• EXERCISE GOAL: Rewrite the passage on Tedesco's career from "On 5 October" up to and including "League World Cup.", replacing "24-man" with "25-man".

On 12 September at the Rugby League Players' Association's awards night, Tedesco was voted player of the year by his peers.

On 23 September, Tedesco played for Prime Minister's XIII against Papua New Guinea, playing at fullback and scoring 3 tries in the 48–8 win in Port Moresby. 

On 5 October 2017, after missing on selection in the Australia Kangaroos squad, Tedesco was instead named in the 24-man Italy squad for the 2017 Rugby League World Cup. 

After Italy's shock 36–12 defeat by Ireland in Cairns in Game 1 of their pool matches, Tedesco was king hit by fellow Italian teammate Shannon Wakeman while having drinks at Pier Bar in Cairns. Tedesco was talking to Wakeman's girlfriend which led to the altercation. Tedesco then told Italian officials not to sack Wakeman over the incident and that it was just a misunderstanding. He went on to say "It was just a miscommunication between myself and him, there were a few drinks and it quickly escalated", "We were all there after the loss, we wanted to get away from it all a bit. It's sad it happened. The next morning we met, shook hands and he apologised". Tedesco played in all 3 matches and scored 2 tries in the tournament.

2018
Tedesco made his debut for the Sydney Roosters in a Round 1 loss to his former club of the Wests Tigers, starting at fullback, and was subjected to boos from the Tigers supporters every time he touched the ball. Having just recovered from a case of the mumps Tedesco was not at his best and bombed a certain try by dropping a pass from Blake Ferguson after he made a break down the touchline during the Roosters shock upset 10–8 loss at ANZ Stadium.

In Round 2 against the Canterbury-Bankstown Bulldogs, Tedesco scored his first try for the Roosters in the 30–12 win at Sydney Football Stadium.  

On 28 May, Tedesco retained his spot at fullback for NSW, and earned his first Origin man of the match. On 10 September, Tedesco was awarded the Brad Fittler medal as being NSW's best player in the 2018 State of Origin series.

Tedesco was part of The Roosters side which won their fourth minor premiership in six years.  On 30 September, Tedesco played at fullback in Sydney's 21–6 victory over Melbourne in the 2018 NRL grand final.

Tedesco's fantastic first year at the Roosters was capped off when he won the Jack Gibson Medal, awarded to the club's best player from the past year of football, as well as being named to debut for the Australian Kangaroos in Mal Meninga's 19 man squad.

• DATA PROVIDED:
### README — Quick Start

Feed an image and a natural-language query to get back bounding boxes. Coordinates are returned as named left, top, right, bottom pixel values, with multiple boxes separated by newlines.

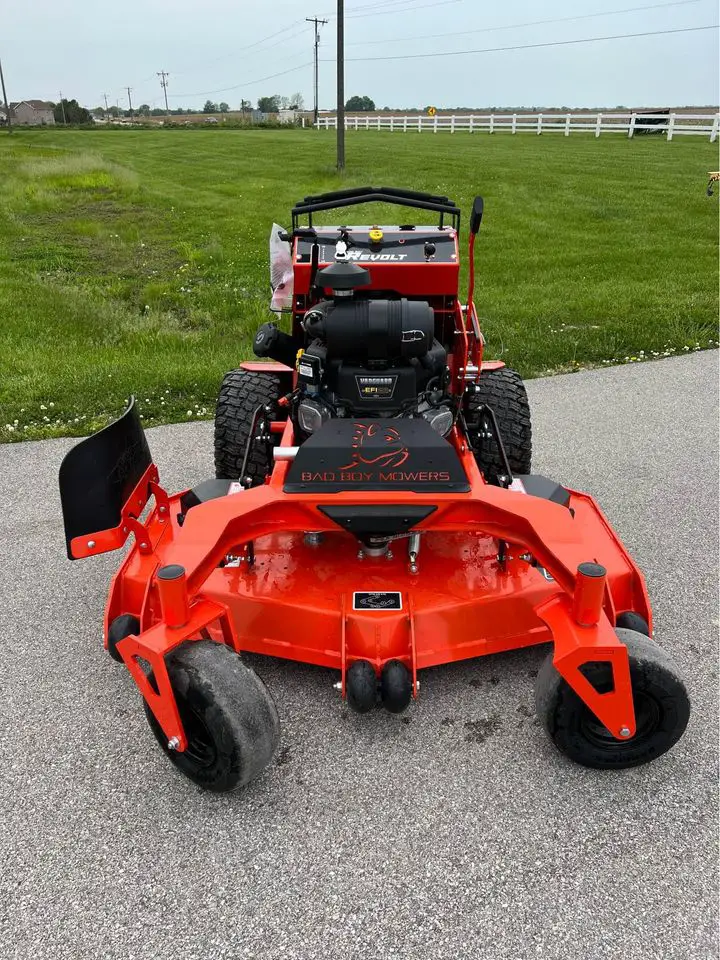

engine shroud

• SOLUTION:
On 5 October 2017, after missing on selection in the Australia Kangaroos squad, Tedesco was instead named in the 25-man Italy squad for the 2017 Rugby League World Cup.